(Pointing records)
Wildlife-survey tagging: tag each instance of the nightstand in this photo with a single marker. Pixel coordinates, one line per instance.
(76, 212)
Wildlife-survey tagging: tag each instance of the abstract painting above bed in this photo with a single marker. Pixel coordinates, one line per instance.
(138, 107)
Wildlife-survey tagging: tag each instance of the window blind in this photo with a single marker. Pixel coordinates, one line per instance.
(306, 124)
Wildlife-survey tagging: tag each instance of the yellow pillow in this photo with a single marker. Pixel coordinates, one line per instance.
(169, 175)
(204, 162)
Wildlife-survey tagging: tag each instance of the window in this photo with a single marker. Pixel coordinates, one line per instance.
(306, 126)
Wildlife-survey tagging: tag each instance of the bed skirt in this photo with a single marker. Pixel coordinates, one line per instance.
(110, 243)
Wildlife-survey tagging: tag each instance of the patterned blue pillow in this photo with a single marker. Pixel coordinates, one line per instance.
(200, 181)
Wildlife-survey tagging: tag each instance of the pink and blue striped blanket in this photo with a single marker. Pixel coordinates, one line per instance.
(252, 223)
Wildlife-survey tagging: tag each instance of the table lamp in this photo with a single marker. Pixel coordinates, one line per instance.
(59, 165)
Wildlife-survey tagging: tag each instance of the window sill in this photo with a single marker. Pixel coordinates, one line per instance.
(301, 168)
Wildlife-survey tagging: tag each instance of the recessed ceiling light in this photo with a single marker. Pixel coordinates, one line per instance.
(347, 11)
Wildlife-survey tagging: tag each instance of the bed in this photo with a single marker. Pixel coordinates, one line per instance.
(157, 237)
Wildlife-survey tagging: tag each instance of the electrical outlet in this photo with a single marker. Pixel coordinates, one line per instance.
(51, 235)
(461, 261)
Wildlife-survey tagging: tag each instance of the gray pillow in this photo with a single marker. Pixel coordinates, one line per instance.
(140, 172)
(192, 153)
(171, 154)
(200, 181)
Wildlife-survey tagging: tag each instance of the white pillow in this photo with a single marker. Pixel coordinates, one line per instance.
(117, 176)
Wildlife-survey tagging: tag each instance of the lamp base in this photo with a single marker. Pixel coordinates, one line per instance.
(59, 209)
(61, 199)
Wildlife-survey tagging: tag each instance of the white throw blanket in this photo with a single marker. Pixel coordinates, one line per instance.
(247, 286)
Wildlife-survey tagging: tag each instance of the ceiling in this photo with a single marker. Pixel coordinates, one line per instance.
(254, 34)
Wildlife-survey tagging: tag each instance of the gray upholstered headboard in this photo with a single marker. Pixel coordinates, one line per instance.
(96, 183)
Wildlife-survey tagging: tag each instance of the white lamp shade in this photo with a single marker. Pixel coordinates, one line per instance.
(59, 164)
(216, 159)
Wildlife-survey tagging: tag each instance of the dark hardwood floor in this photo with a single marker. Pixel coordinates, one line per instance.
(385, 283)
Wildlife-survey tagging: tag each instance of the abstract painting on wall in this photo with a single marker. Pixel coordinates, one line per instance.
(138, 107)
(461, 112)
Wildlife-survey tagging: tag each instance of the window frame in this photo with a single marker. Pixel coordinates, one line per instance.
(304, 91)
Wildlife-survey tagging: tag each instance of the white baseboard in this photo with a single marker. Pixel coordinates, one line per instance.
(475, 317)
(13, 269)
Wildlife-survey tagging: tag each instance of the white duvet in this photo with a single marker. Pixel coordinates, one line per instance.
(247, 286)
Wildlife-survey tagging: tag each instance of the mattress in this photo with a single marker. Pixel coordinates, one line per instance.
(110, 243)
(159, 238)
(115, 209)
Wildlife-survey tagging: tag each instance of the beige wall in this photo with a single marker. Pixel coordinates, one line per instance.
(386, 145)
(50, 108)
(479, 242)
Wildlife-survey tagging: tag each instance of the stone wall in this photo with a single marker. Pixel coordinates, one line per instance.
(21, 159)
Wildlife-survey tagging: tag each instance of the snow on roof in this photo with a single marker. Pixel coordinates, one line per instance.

__Task statement__: Transcribe each of the items above word for word, keeping every character unchanged.

__Solution for this exercise__:
Wildlife-survey tagging: tag each instance of the nightstand in this photo with a single marker. Pixel coordinates, one line per instance.
(76, 212)
Wildlife-survey tagging: tag each instance of the abstract painting above bed in this photo with a single marker. Pixel coordinates, one line per instance.
(138, 107)
Wildlife-survey tagging: tag each instance of the window blind in this photo with a single marker. Pixel coordinates, one line per instance.
(306, 124)
Wildlife-survey tagging: tag each instance of the yellow pillow in this photo with a single marker. Pixel coordinates, one line per instance.
(169, 175)
(204, 162)
Wildlife-survey tagging: tag each instance of the window in this photo with a single marker. Pixel coordinates, one line per instance.
(306, 126)
Wildlife-survey tagging: tag each instance of the bed skirt in this photo with a single marker. Pixel coordinates, one line per instance.
(110, 243)
Wildlife-survey tagging: tag each instance of the patterned blue pillow in this photo with a single marker. Pixel coordinates, one line per instance.
(200, 181)
Wildlife-survey tagging: tag each instance of the pink and blue striped blanket in this photo with a single marker. Pixel coordinates, one line per instance.
(252, 223)
Wildlife-survey tagging: tag each instance of the table lamp in this photo with a single marker. Pixel coordinates, one line per instance.
(59, 165)
Wildlife-survey tagging: tag each instance of the window sill in this photo with a single marker. Pixel coordinates, one line per instance.
(301, 168)
Wildlife-survey tagging: tag each instance of the recessed ceiling light in this photo with a single marker. Pixel coordinates, one line per instance.
(347, 11)
Wildlife-survey tagging: tag each instance of the bed in this photo with a single marker. Pixel coordinates, one line per instance.
(157, 237)
Wildlife-survey tagging: tag each instance of the electrical outlet in this photo with a single marker. Pixel coordinates, one line per instance.
(51, 235)
(461, 261)
Wildlife-survey tagging: tag each instance of the gray pillow in this photo with a single marker. Pixel coordinates, one line per instance.
(140, 172)
(192, 153)
(171, 154)
(200, 181)
Wildlife-survey tagging: tag each instance of the white pillow in this photo with a single marker. Pixel coordinates, one line per instance.
(117, 176)
Wildlife-survey tagging: tag each instance of the lamp base in this photo with a single marker. Pixel coordinates, one line per instance.
(59, 209)
(61, 199)
Wildlife-survey tagging: tag each instance of the white throw blanket in this photo with a single marker. Pixel coordinates, one line per instance.
(247, 286)
Wildlife-survey tagging: tag each instance of the ceiling in this photo with a single marker. Pixel coordinates, one line per instance.
(254, 34)
Wildlife-survey tagging: tag each instance of the gray upholstered headboard in this photo with a single marker. Pixel coordinates, one line per instance.
(96, 183)
Wildlife-survey tagging: tag each instance of the white lamp shade in this photo with a single marker. Pixel coordinates, one line per instance.
(59, 164)
(216, 159)
Wildlife-survey tagging: tag each instance of the dark hardwood floor in this photo with a single marker. Pixel coordinates, one line per instance.
(385, 283)
Wildlife-survey tagging: tag each instance of the abstract painting on wall in this photo with a single marker. Pixel coordinates, one line per instance.
(138, 107)
(461, 112)
Wildlife-survey tagging: tag each instance of the window frame in this photo with a single marker. Pixel coordinates, one line per instance.
(304, 91)
Wildlife-survey tagging: tag each instance of the white baseboard in this photo with a single marker. Pixel coordinates, one line per instance.
(475, 317)
(13, 269)
Wildlife-survey tagging: tag each instance of the white duvet in this photo with a single marker. Pixel coordinates, one line per instance.
(247, 286)
Wildlife-survey tagging: tag each instance of the mattress in this photo with a single marker. Pixel coordinates, one line per instance.
(110, 243)
(159, 238)
(115, 209)
Wildlife-survey tagging: tag each instance of the beige wall in this photo with a single marker. Pixel coordinates, one line per instance.
(386, 145)
(50, 108)
(479, 242)
Wildlife-survey tagging: tag each instance of the stone wall in this photo with a single marker. Pixel coordinates, one line per instance.
(21, 159)
Wildlife-survey tagging: tag each instance of the snow on roof in this photo with a single marker. Pixel coordinates, one line per instance.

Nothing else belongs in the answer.